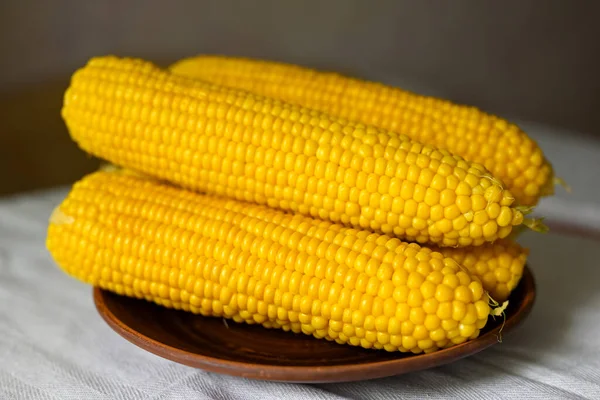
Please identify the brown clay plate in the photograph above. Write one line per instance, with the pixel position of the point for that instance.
(254, 352)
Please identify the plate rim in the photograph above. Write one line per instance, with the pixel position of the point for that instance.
(319, 374)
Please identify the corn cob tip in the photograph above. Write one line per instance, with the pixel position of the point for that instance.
(498, 310)
(536, 225)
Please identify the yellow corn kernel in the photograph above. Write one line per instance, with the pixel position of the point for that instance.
(432, 121)
(250, 263)
(498, 265)
(232, 143)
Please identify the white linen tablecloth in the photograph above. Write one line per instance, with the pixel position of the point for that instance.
(53, 344)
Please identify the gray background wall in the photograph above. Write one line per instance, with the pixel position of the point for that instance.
(533, 59)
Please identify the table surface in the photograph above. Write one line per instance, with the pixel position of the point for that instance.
(53, 344)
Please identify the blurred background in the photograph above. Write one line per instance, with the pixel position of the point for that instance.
(525, 59)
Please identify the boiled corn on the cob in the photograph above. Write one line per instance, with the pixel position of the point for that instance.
(505, 150)
(220, 257)
(498, 265)
(230, 142)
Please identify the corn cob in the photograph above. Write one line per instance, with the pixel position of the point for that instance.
(230, 142)
(498, 265)
(224, 258)
(506, 151)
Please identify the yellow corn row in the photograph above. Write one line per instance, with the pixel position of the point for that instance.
(229, 142)
(506, 151)
(253, 264)
(498, 265)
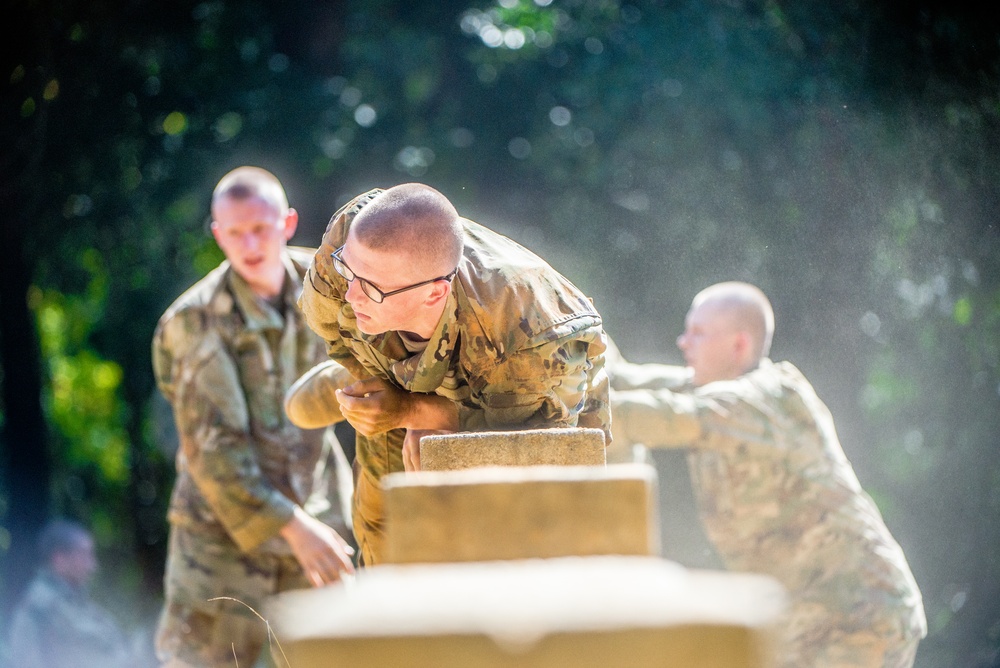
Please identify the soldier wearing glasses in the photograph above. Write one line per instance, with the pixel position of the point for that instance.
(436, 323)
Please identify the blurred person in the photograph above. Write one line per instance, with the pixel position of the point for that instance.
(776, 494)
(435, 323)
(57, 624)
(255, 508)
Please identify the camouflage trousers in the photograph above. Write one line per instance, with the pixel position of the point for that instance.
(815, 639)
(196, 632)
(368, 517)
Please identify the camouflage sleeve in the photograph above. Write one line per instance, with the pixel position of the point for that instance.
(542, 386)
(322, 299)
(716, 416)
(311, 402)
(627, 375)
(214, 427)
(655, 418)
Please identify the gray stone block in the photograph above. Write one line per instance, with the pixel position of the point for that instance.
(521, 513)
(591, 612)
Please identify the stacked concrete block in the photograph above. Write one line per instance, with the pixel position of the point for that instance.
(569, 446)
(573, 612)
(485, 514)
(525, 550)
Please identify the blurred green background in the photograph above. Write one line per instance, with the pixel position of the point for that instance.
(843, 156)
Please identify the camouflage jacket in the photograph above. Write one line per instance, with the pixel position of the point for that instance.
(57, 625)
(518, 346)
(775, 491)
(224, 358)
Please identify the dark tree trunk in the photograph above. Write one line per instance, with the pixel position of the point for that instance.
(23, 437)
(24, 452)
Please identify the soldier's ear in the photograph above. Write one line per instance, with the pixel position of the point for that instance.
(291, 223)
(439, 292)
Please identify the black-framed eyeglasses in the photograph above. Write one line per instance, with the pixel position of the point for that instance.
(368, 287)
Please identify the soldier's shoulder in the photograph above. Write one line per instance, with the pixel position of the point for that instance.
(189, 314)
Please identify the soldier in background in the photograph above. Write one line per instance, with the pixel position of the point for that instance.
(776, 493)
(56, 624)
(255, 509)
(436, 323)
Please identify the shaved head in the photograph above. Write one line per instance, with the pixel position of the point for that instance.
(247, 183)
(414, 219)
(747, 308)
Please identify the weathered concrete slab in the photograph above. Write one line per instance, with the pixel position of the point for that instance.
(530, 447)
(593, 612)
(526, 512)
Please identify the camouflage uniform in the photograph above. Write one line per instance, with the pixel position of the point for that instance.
(777, 495)
(518, 346)
(56, 625)
(224, 358)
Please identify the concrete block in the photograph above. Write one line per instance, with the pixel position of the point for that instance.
(521, 513)
(529, 447)
(591, 612)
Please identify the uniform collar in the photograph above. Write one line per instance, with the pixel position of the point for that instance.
(425, 372)
(257, 312)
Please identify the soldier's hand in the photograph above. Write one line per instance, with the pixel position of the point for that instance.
(373, 406)
(321, 551)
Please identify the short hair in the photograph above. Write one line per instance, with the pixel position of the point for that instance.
(246, 182)
(412, 217)
(59, 537)
(750, 308)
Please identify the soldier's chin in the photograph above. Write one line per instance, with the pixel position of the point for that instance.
(365, 324)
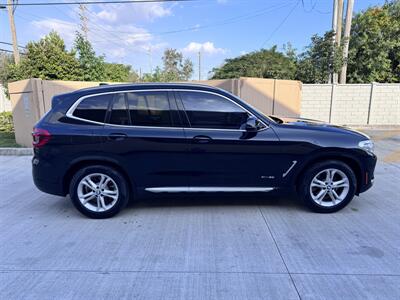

========================================================================

Copy all of the listing word for word, minus the images.

Response for this exercise ::
Please identify the brown clay plate in the photograph above. Write one line per instance, with the pixel position of the point for that instance.
(254, 352)
Please identify the plate rim in the photograph above. Write one line per instance, with the pixel position of the point for that instance.
(319, 374)
Please identify the corn cob tip in the photograph above. Write one line per instance, with the pixel position of the point for that instance.
(498, 310)
(536, 225)
Please identify the yellow corn kernel in the photograph above. Write one line per instance, with the pixel position of the point for that instance.
(432, 121)
(250, 263)
(498, 265)
(232, 143)
Please identify the white linen tablecloth in the photograph above. Write one line per instance, with the pixel position of the point for that instance.
(53, 344)
Please identify the gray background wall in the photograph above. Write one line per instance, with the pixel position of the point for that instance.
(533, 59)
Please identify the table surface in the photograph above. Write one line per instance, with the pixel position of the point for that instance.
(53, 344)
Please identify the blurred background in the photograph above. Write one line per instance, with the pixel position of the point for that instance.
(525, 59)
Please identify the boiled corn on the cob in the photograph above. Write one line per instance, with the pixel position of the point for that instance.
(505, 150)
(220, 257)
(498, 265)
(230, 142)
Please identify the corn cob in the photograph above. Write one line per instance, with the pixel position of the point for that instance.
(230, 142)
(498, 265)
(224, 258)
(506, 151)
Please identify the yellow corn row in the photograph above. Write one line per instance, with the pixel position of the point for that instance.
(229, 142)
(506, 151)
(253, 264)
(498, 265)
Please identify the soldier wearing glasses in the photograph above. Write one line per instance, with the pixel position of the point for that instance.
(436, 323)
Please identify the blurred person in the photograph above. Write one line per instance, with the pixel position of the point for that instance.
(776, 494)
(435, 323)
(57, 624)
(255, 508)
Please identify the camouflage trousers in the photograph above. Write one line per instance, with the pixel position of the point for that instance.
(815, 639)
(196, 632)
(368, 517)
Please identify the camouflage sleeve in the photograph above. Write one line per instance, with the pixel position of the point for that instance.
(542, 386)
(322, 299)
(716, 416)
(311, 402)
(627, 375)
(214, 427)
(655, 418)
Please identify the gray stone block in the photograph above. Write one line per instance, with the pixel position of the point for that instance.
(521, 513)
(591, 612)
Please identify the stacked concrete block in the photograph above. Write one line per instance, with the pixel position of the point for that instance.
(569, 446)
(573, 612)
(485, 514)
(525, 550)
Please identify the blurred green background in the photograph above. Write one line per instance, with the pixel position of the point for that instance.
(843, 156)
Please identify the camouflage jacket in the photograph above. Write one line per instance, with the pixel position of the point for that instance.
(57, 625)
(518, 346)
(775, 491)
(224, 358)
Please identify the dark tree trunk in the photograph above. Write one line per instance, with the pixel position of the point for that instance.
(23, 437)
(24, 452)
Please identify the soldier's ear in the photograph above. Write one line per instance, with the pixel position of the point for that instance.
(291, 223)
(439, 292)
Please identify the black-framed eyeglasses in the photograph above. Write one line per instance, with the pixel position of the point for that instance.
(368, 287)
Please identify the soldier's shoulder in the photograph above. Write one line per instance, with the pixel position of the point for that instance.
(189, 314)
Please identify the soldier in background in the photograph above. Write one line per instance, with the pixel position of the point for that instance.
(776, 493)
(56, 624)
(255, 509)
(436, 323)
Please identify the shaved head in the photograph above. Write one line per instance, with the pixel position of the point for that instance.
(247, 183)
(414, 219)
(747, 308)
Please identify the weathered concrete slab in the photograph above. Write one line per instance, with the pixel position of the point for that instance.
(530, 447)
(593, 612)
(526, 512)
Please identify the camouflage uniform in the photograph above. Write one line per instance, with the pixel position of the point for that instance.
(777, 495)
(518, 346)
(56, 625)
(224, 358)
Please identify the concrete block in the photograph above. Write one line per instance, with the pixel position of the point for that instance.
(521, 513)
(529, 447)
(591, 612)
Please identify the uniform collar in the photograph above. Write one line per instance, with the pixel position of the point for that instance.
(425, 372)
(257, 312)
Please identify the soldier's hand in the photograph above. Write one line per instance, with the pixel position of the point for that instance.
(373, 406)
(321, 551)
Please identify the short hair in the photograph above. Write one line per instance, with the pixel position of the point for that instance.
(246, 182)
(412, 217)
(59, 537)
(750, 308)
Please identify the soldier's chin in the photograph above. Write one line per instance, with the pixel position of the point for that instance.
(365, 324)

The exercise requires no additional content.